Count the lines in the entries below that contain the string "blue", treating uppercase and lowercase as different. Reply with the number only.

Point placement records:
※

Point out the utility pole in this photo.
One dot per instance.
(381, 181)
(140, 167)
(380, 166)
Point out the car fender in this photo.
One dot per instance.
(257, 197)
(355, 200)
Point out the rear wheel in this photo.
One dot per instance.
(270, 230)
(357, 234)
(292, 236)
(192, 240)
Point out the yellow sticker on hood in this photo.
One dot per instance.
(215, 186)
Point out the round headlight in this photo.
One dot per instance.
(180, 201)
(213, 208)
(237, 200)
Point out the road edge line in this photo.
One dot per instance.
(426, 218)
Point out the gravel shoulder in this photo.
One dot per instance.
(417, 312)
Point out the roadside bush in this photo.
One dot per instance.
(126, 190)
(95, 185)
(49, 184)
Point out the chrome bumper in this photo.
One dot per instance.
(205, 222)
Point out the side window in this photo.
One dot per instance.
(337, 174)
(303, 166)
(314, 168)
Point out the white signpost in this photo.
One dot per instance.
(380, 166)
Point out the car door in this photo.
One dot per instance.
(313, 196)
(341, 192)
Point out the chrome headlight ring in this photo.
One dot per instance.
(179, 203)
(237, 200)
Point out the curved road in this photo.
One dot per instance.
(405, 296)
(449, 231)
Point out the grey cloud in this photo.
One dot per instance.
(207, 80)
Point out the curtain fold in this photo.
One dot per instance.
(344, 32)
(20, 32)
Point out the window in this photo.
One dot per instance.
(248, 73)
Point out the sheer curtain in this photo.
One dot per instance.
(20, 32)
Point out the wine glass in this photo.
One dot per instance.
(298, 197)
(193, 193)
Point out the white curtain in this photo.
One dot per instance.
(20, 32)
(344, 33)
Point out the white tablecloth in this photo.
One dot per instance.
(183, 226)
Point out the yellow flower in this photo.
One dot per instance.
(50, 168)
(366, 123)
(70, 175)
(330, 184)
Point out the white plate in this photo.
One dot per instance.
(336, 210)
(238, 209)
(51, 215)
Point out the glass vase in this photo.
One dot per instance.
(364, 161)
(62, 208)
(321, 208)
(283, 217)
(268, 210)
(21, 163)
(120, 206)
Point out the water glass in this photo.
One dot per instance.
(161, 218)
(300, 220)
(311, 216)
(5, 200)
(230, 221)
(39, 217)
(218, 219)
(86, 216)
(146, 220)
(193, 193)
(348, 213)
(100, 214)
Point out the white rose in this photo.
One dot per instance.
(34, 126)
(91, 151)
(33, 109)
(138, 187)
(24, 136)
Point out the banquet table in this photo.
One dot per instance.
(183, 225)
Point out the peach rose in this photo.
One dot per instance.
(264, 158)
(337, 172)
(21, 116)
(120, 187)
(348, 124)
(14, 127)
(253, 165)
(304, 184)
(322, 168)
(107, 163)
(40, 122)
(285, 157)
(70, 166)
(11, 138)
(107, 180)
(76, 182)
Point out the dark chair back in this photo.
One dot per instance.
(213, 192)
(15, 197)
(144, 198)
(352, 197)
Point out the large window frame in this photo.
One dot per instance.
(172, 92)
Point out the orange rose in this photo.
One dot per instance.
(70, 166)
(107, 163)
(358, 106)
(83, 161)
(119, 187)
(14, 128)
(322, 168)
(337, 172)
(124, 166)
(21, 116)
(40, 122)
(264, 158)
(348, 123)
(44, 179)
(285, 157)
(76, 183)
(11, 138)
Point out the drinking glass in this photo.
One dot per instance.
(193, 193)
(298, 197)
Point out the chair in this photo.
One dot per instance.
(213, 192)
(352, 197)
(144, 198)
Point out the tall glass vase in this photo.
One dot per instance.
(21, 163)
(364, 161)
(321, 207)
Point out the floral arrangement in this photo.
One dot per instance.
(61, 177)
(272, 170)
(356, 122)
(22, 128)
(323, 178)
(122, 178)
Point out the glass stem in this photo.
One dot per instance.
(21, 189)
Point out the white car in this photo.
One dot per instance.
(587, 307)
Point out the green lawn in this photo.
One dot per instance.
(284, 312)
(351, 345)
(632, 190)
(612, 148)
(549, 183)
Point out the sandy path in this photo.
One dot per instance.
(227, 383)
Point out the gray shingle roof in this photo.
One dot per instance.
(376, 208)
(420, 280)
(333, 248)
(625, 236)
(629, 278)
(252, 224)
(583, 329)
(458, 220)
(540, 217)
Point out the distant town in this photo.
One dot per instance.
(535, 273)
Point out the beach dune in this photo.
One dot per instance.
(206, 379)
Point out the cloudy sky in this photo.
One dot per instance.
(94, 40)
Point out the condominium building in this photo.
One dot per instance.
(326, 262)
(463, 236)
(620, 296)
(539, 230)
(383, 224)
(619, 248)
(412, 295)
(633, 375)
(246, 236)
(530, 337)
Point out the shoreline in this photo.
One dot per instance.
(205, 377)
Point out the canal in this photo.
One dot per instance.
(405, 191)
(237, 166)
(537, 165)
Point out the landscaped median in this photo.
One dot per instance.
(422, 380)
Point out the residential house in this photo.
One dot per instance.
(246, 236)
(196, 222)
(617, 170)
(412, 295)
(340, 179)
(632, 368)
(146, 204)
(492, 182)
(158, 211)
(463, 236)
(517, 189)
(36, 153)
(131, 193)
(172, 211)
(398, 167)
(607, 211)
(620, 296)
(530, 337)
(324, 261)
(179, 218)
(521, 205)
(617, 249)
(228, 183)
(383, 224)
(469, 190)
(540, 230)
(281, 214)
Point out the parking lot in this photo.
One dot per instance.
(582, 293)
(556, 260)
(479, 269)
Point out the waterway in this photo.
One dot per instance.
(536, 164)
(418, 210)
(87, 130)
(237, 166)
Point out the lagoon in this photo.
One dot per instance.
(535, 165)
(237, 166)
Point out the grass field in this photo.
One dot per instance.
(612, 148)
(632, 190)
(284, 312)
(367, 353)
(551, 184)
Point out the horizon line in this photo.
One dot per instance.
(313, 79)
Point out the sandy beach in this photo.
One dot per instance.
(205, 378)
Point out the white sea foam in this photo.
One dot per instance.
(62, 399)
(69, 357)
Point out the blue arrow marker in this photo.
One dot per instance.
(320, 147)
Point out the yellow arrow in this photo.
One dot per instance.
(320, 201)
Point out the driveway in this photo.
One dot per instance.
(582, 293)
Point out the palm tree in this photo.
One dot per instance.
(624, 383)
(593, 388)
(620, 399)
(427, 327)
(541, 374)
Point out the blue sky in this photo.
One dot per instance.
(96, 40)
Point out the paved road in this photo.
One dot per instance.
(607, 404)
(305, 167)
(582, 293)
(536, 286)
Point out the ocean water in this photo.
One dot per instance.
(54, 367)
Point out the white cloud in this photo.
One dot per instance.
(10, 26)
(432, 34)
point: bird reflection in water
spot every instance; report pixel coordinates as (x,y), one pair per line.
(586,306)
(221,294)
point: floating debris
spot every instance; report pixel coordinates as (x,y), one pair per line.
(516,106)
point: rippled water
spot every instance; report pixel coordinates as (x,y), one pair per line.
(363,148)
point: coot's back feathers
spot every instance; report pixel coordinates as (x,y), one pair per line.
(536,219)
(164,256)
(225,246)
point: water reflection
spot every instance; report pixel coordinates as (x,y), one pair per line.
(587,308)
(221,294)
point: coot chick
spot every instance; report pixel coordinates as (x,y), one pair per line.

※

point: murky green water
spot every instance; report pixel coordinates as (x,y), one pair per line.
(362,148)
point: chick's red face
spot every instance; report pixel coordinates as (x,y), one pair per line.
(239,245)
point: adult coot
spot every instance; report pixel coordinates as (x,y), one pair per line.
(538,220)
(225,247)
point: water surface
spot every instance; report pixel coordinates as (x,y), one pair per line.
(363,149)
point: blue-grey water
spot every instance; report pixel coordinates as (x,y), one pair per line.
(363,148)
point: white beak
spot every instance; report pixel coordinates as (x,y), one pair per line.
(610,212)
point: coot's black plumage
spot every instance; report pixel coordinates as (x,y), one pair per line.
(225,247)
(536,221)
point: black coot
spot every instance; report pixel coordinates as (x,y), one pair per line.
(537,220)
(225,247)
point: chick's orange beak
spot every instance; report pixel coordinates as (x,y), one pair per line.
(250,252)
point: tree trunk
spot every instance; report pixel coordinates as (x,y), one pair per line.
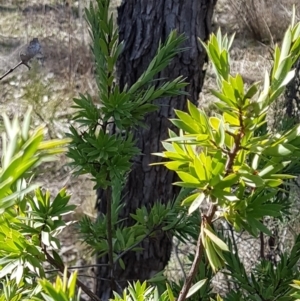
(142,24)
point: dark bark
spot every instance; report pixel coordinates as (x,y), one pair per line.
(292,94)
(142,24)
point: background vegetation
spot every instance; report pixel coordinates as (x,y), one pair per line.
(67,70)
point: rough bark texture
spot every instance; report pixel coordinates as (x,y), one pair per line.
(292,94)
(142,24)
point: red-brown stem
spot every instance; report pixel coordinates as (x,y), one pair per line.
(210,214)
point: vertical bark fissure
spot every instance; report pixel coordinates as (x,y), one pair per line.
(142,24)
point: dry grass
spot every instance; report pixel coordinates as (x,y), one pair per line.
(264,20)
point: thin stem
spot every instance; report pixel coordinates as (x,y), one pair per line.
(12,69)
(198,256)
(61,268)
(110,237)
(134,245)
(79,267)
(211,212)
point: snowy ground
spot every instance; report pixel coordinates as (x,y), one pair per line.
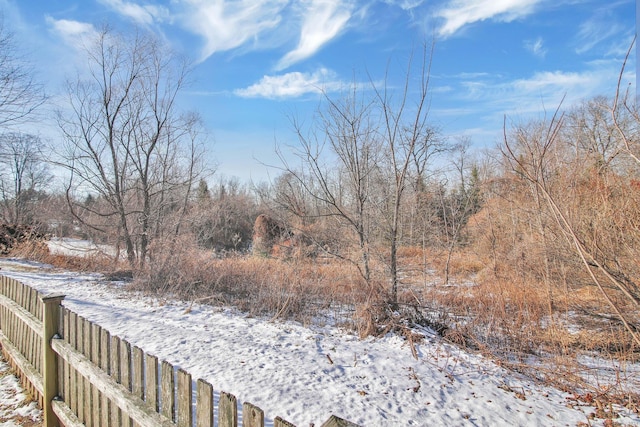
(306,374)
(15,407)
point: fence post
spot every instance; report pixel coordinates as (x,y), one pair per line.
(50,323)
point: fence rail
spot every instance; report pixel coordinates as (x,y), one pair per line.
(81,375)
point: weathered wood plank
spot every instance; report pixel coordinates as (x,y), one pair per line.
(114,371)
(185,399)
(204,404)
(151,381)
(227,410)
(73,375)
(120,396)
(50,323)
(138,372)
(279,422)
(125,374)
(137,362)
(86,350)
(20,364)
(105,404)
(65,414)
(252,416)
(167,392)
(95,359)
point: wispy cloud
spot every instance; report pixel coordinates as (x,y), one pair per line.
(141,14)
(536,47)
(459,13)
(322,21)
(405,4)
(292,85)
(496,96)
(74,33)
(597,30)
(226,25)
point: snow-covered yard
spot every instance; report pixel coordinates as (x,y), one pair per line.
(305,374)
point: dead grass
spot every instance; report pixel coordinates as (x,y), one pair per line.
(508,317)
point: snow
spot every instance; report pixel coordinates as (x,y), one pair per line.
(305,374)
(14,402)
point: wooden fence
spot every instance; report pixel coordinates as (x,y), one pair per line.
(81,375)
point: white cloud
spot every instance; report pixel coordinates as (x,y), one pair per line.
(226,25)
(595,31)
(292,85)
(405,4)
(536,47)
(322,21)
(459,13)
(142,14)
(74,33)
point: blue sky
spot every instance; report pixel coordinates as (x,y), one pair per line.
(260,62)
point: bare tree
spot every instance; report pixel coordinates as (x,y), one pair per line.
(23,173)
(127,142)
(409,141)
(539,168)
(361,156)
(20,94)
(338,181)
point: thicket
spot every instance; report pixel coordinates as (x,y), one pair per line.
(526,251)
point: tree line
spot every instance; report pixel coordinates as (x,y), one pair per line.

※

| Task response |
4